» Work instruction
The response should hold each line from the entries below where "dome" is found.
========
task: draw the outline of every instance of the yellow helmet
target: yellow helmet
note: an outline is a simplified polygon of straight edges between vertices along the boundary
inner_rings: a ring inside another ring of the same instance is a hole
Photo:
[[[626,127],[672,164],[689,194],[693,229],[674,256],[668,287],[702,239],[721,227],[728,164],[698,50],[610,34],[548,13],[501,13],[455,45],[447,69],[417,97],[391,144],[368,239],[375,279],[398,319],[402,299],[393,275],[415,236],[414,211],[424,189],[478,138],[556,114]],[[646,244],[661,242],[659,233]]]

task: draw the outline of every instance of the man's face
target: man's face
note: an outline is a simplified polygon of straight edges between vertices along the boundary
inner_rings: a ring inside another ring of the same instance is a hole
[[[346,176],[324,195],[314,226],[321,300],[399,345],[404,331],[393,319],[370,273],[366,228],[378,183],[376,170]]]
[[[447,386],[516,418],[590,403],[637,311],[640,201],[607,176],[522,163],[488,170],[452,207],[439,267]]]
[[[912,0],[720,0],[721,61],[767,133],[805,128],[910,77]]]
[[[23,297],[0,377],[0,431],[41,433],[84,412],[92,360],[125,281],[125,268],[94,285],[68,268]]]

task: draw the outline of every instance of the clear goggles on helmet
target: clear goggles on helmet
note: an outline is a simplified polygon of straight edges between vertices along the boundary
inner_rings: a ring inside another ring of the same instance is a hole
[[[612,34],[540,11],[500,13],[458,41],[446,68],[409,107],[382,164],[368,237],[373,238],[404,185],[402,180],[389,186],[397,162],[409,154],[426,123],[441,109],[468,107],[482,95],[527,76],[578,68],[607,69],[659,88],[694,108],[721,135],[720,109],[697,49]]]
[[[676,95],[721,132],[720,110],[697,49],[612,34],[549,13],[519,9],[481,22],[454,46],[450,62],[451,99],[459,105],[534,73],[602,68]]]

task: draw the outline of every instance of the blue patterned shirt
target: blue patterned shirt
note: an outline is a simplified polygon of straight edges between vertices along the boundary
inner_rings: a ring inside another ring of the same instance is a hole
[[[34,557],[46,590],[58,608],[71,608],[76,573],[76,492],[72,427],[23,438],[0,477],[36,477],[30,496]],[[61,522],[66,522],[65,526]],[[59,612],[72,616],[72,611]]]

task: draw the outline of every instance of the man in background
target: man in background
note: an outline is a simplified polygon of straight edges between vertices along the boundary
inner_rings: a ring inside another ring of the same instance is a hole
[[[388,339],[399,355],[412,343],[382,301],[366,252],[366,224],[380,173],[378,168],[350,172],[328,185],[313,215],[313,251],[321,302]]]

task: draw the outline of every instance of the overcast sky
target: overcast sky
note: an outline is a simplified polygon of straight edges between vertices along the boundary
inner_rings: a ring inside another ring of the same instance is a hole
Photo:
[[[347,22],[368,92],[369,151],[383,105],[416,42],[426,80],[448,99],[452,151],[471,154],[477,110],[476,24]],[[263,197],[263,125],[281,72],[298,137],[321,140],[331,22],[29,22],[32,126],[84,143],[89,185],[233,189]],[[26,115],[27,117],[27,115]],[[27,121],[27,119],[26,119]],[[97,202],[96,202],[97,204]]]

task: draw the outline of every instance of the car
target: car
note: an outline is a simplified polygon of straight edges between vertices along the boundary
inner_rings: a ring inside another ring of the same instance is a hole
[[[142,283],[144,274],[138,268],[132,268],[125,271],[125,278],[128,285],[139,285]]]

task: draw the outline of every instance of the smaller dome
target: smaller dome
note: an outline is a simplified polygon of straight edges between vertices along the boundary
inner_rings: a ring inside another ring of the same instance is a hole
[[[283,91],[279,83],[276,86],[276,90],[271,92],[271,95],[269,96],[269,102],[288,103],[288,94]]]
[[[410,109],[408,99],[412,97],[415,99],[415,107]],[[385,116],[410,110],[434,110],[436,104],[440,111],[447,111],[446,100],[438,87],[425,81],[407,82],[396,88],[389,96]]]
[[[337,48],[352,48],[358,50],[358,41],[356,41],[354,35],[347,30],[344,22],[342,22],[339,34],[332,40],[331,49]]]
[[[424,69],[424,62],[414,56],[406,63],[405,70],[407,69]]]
========
» Task output
task: draw the outline of every instance of the smaller dome
target: smaller dome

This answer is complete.